===== Excerpted records =====

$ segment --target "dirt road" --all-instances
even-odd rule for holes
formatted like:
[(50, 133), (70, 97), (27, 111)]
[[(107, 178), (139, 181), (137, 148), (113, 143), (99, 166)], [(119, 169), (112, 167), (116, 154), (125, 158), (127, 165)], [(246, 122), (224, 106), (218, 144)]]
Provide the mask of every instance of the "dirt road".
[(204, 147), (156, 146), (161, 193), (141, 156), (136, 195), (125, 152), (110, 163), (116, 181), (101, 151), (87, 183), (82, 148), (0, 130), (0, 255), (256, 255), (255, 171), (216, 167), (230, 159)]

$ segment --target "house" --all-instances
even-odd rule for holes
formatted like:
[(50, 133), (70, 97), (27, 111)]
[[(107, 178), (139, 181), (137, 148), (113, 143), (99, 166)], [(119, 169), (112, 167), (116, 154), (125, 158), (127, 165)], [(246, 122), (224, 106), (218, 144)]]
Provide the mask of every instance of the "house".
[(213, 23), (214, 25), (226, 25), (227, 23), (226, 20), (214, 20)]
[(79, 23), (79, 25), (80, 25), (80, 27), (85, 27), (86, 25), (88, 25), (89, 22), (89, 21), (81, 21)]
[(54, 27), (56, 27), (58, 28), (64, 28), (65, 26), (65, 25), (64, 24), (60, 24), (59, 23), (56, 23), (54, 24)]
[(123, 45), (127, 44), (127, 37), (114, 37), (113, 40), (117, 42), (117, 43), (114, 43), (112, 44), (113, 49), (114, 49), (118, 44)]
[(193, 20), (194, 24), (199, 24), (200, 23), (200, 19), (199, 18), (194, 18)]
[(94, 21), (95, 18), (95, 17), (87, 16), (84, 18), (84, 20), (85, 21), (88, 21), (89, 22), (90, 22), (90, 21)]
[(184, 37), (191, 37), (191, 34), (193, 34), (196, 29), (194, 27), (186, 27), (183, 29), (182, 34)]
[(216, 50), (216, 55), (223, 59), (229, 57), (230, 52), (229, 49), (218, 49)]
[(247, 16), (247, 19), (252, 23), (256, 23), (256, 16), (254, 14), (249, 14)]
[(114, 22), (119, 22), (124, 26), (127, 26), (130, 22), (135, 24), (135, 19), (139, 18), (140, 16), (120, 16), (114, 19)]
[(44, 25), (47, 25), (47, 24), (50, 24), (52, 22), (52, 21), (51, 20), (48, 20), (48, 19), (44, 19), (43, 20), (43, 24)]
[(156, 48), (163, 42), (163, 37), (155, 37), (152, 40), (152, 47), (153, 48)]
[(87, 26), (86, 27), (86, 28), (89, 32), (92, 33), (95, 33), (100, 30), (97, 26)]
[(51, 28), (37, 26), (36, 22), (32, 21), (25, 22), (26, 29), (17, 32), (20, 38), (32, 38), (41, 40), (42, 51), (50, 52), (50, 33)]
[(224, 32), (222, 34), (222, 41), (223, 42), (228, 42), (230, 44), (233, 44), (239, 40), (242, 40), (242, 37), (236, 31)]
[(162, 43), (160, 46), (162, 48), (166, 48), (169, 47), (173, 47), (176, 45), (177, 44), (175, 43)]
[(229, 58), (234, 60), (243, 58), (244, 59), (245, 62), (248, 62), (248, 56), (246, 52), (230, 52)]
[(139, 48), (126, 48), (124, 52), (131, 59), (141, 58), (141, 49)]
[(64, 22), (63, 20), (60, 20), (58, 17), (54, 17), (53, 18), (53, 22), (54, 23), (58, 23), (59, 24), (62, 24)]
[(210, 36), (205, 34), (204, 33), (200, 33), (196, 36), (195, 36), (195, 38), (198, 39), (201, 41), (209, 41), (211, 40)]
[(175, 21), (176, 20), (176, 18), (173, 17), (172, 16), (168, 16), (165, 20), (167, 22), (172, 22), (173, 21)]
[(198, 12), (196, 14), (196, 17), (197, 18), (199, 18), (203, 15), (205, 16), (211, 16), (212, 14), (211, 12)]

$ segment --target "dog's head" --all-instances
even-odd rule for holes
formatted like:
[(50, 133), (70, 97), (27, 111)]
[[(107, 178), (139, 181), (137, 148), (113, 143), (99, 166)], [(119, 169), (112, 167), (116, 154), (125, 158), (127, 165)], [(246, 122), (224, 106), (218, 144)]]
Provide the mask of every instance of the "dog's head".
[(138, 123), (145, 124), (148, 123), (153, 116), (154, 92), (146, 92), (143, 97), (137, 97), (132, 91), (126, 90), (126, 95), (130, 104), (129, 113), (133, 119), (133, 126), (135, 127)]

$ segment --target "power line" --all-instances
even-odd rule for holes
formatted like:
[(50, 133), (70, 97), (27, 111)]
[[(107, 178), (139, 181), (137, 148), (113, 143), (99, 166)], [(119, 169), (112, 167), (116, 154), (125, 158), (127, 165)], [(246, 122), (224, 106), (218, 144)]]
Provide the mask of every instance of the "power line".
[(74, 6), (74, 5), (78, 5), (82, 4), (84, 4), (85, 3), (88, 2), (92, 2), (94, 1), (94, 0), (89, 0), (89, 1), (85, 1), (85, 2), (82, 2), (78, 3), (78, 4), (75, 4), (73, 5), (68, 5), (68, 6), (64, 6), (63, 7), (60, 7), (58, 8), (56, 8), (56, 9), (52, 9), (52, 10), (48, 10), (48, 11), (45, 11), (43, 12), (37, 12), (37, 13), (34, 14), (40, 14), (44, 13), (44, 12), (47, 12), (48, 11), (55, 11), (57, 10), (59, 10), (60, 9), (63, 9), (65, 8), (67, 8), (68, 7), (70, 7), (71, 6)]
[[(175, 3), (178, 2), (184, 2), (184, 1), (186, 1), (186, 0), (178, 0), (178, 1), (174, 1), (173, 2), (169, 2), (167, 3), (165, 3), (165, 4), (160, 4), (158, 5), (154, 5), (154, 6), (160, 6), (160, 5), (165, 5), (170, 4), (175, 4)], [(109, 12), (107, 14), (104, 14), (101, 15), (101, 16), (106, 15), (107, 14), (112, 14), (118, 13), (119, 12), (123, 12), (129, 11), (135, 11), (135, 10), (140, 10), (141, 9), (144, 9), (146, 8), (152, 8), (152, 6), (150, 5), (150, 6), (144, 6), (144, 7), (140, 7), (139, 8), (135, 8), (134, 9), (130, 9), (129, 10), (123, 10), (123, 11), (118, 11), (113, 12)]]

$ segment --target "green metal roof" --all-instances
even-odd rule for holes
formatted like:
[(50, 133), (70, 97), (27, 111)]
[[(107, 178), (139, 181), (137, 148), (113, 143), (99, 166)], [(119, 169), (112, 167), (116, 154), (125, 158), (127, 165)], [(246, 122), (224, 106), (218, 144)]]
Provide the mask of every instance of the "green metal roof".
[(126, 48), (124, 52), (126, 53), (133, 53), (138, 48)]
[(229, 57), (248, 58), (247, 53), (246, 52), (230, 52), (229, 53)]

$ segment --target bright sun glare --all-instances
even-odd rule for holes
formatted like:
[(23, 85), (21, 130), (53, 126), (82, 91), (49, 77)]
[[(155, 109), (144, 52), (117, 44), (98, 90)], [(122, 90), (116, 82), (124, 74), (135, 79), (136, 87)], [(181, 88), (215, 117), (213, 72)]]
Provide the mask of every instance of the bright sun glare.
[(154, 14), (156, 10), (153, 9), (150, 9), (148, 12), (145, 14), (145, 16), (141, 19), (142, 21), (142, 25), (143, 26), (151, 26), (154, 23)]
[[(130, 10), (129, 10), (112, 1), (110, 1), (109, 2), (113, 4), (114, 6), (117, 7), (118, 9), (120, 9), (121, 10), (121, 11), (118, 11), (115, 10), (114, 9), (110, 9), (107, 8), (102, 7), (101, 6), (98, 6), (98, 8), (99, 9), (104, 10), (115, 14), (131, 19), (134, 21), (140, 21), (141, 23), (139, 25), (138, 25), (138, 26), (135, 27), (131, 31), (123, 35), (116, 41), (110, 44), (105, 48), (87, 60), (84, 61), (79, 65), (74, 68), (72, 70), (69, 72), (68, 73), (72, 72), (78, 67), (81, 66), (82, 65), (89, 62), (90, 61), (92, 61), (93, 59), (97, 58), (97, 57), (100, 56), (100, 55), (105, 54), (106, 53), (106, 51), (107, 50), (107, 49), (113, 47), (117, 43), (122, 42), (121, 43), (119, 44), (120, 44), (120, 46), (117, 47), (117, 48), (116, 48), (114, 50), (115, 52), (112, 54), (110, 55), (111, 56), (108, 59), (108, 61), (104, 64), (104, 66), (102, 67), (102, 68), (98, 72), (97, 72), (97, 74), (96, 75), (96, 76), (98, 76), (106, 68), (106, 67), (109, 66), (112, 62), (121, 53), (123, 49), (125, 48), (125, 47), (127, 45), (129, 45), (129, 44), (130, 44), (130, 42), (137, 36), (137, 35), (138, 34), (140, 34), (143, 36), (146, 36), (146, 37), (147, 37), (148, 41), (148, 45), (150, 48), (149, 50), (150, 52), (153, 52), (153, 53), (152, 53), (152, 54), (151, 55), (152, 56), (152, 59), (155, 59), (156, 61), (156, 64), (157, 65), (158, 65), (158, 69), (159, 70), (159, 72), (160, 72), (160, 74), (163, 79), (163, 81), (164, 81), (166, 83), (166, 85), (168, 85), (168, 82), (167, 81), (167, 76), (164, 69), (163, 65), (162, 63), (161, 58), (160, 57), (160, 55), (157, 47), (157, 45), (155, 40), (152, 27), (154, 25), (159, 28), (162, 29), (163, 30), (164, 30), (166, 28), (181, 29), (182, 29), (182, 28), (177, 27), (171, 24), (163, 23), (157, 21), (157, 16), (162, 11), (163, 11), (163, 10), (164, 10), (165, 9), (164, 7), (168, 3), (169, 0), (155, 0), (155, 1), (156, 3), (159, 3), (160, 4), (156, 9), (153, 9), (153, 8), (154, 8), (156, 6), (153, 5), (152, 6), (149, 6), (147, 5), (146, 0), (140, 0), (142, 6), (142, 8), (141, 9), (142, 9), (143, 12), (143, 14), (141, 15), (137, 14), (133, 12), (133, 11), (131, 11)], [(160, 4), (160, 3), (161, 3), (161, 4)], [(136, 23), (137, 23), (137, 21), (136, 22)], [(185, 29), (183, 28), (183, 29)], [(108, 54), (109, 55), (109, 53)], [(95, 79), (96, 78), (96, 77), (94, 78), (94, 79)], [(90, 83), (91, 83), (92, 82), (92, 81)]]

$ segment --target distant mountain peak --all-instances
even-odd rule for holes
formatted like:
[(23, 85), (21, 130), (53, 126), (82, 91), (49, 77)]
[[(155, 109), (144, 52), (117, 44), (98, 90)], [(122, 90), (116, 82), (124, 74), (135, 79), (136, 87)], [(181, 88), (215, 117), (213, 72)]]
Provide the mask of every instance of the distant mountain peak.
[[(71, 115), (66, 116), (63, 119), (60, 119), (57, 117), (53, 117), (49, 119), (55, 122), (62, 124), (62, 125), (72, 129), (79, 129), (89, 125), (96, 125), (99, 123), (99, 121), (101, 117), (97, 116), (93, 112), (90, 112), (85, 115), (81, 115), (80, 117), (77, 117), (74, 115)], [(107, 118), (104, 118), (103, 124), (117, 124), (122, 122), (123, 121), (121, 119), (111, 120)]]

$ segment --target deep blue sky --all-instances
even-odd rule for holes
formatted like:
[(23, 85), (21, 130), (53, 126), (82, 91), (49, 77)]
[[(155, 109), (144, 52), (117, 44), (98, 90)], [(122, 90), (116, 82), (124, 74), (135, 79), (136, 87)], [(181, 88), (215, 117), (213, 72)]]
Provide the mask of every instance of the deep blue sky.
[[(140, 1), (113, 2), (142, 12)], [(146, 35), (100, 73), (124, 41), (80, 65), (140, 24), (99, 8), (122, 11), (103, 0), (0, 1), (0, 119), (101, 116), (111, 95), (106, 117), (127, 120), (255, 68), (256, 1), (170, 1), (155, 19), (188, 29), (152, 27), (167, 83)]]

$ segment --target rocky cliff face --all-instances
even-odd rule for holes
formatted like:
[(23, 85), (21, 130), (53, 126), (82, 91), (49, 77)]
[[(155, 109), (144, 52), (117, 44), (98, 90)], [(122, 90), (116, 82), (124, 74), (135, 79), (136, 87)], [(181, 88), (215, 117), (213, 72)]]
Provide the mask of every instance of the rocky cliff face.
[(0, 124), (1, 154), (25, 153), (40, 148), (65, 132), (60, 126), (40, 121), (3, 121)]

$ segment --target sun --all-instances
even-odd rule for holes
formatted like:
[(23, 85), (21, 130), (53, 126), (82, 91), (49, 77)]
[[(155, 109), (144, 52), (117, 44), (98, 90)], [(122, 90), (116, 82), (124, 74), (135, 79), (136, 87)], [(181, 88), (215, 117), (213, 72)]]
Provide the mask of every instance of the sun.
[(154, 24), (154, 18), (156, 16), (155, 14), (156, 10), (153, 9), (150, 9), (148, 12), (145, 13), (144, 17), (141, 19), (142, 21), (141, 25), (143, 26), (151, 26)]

=====

Task description: Arrange the lines of the material, from the line containing "blue sky --all-instances" through the line containing "121), (3, 121)]" inclusive, as a Markdown table with the columns No. and Line, leaving out blank lines.

Written response:
| No. | Line |
|---|---|
| 1 | $ segment --target deep blue sky --all-instances |
| 2 | even-odd rule for holes |
| 3 | formatted like: |
| 4 | [(23, 85), (21, 130), (53, 126), (82, 91), (49, 77)] |
| 5 | [[(155, 109), (144, 52), (117, 44), (98, 90)], [(122, 90), (116, 82), (124, 74), (135, 79), (136, 87)], [(181, 88), (215, 117), (213, 72)]] |
| 6 | Provide the mask of every instance of the deep blue sky. |
| 7 | [[(140, 1), (113, 2), (142, 12)], [(146, 35), (100, 73), (124, 41), (80, 65), (140, 24), (99, 8), (122, 11), (103, 0), (0, 1), (0, 119), (101, 116), (111, 95), (106, 117), (127, 120), (255, 68), (256, 1), (170, 1), (155, 19), (188, 29), (152, 27), (167, 83)]] |
| 8 | $ segment --target rocky cliff face --all-instances |
| 9 | even-odd rule for holes |
| 10 | formatted like: |
| 11 | [(23, 85), (21, 130), (53, 126), (82, 91), (49, 77)] |
| 12 | [[(155, 109), (144, 52), (117, 44), (98, 90)], [(122, 90), (116, 82), (124, 74), (135, 79), (136, 87)], [(181, 88), (215, 117), (213, 72)]] |
| 13 | Provide the mask of every instance of the rocky cliff face. |
| 14 | [(0, 124), (1, 154), (25, 153), (40, 148), (65, 132), (60, 126), (40, 121), (3, 121)] |